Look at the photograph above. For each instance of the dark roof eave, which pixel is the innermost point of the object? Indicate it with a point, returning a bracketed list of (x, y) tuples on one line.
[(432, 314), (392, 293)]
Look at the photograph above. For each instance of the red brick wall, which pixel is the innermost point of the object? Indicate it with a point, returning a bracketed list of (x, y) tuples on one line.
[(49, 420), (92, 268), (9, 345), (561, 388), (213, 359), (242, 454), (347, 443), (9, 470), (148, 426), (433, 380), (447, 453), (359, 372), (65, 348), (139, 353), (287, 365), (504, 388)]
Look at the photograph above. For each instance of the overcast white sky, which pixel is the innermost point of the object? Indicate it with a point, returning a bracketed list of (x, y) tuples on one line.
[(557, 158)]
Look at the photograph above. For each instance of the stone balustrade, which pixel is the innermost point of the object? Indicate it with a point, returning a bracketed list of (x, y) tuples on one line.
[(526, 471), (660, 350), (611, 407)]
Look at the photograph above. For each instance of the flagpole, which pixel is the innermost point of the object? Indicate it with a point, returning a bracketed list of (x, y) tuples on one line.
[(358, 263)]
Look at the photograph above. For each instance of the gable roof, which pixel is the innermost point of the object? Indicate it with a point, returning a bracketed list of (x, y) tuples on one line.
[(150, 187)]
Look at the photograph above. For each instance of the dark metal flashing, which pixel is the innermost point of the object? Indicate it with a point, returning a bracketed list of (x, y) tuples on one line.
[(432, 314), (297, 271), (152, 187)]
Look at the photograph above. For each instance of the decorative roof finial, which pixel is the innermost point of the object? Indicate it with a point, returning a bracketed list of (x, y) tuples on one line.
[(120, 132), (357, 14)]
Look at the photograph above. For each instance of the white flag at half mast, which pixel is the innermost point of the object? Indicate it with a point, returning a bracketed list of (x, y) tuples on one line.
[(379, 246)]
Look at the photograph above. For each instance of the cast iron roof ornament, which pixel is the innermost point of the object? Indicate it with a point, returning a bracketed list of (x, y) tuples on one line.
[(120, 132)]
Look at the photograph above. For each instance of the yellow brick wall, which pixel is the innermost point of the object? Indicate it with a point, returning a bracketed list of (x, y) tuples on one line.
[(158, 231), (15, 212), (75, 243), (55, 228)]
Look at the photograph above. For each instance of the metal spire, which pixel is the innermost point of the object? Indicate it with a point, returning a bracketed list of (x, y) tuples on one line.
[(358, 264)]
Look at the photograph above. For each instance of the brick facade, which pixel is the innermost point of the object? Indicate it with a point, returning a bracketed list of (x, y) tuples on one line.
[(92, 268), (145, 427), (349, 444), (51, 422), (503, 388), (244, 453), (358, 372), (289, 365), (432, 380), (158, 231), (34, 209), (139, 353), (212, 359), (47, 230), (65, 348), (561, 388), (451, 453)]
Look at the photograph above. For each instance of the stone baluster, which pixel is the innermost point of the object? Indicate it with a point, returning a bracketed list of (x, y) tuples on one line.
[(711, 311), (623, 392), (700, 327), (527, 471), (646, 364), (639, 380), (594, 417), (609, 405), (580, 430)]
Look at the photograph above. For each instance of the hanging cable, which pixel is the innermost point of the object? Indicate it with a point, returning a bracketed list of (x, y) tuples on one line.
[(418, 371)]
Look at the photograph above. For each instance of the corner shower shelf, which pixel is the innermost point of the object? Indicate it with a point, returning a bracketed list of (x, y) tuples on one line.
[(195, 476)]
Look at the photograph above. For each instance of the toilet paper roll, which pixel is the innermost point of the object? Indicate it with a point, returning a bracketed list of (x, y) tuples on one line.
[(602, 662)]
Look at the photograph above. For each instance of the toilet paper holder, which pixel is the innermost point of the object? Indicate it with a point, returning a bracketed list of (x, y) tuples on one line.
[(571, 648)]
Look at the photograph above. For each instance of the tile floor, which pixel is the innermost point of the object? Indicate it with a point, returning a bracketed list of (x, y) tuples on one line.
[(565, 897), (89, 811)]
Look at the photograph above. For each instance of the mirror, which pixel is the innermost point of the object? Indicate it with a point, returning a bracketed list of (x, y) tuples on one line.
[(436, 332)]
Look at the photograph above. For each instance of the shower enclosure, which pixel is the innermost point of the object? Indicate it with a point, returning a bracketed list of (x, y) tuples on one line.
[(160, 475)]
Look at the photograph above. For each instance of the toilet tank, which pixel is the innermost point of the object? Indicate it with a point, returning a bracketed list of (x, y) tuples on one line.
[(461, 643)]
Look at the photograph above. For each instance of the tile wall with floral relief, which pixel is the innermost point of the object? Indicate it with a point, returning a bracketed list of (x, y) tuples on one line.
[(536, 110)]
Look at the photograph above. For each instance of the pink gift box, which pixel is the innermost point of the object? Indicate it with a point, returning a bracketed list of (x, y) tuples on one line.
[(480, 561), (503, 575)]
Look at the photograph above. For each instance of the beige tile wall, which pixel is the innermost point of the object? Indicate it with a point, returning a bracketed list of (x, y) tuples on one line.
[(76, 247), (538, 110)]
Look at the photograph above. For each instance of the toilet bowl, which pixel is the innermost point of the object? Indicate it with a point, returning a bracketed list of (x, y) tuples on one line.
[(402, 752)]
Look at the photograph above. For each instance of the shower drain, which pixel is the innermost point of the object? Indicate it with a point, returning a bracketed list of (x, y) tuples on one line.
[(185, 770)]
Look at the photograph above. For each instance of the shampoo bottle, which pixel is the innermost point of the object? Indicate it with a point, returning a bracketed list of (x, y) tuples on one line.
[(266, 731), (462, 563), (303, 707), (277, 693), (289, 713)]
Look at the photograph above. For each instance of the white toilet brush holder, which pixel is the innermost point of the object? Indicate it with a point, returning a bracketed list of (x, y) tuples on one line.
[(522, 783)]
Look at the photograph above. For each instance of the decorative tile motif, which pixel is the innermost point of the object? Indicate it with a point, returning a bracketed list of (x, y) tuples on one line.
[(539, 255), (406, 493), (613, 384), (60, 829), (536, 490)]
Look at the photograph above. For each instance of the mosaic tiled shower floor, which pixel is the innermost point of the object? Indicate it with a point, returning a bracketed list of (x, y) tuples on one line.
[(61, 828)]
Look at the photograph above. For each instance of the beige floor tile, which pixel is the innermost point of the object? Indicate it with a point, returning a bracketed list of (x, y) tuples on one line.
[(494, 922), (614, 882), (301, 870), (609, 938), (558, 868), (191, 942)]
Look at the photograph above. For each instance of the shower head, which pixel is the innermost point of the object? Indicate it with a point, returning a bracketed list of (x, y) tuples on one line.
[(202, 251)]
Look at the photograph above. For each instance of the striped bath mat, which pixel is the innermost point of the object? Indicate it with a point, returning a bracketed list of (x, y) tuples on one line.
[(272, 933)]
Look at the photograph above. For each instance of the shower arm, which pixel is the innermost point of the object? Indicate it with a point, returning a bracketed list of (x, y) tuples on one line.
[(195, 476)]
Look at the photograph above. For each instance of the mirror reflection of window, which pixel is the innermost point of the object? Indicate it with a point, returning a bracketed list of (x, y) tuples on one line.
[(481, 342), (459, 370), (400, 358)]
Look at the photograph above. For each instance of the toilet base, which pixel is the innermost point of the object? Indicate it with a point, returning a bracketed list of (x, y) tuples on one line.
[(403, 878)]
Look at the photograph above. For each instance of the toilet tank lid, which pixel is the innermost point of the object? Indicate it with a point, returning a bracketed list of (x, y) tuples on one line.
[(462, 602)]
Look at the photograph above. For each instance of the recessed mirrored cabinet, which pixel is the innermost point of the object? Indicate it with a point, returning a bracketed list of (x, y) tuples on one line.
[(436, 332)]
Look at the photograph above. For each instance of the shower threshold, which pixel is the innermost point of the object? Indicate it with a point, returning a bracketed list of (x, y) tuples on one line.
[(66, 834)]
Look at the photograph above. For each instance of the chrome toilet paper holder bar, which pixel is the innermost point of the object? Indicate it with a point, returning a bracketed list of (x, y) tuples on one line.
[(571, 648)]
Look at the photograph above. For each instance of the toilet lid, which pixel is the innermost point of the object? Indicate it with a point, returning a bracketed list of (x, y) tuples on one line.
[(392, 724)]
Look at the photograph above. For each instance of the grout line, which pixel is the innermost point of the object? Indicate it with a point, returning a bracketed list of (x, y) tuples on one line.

******************************

Work instructions — Your answer should consist only of the lines from the one with "shower threshold, which" through the last line of the entries above, retyped exactly.

Answer space —
Look at the photograph above. For each instance of the shower threshold, which pixel is the innermost point of the object? Indicate it with a point, returning a bracketed list of (x, y) tuples on one line.
[(66, 834)]
Look at the photograph above. For each instance of the chrome toilet paper holder bar, which pixel is the innermost point of the object? Indicate it with a point, returning a bracketed list of (x, y) tuples on one line.
[(571, 648)]
Look at the photograph above. For each instance of the toilet lid, which pixel is the innermost point of the object? Indicate it with a point, returning a bracketed list of (x, y) tuples on one line.
[(392, 724)]
Look at the photograph above. For each instance of the grout line, which pixel is the innermost point of the object? Indicate it with a point, returning a bracketed list of (x, y) tuples on one line.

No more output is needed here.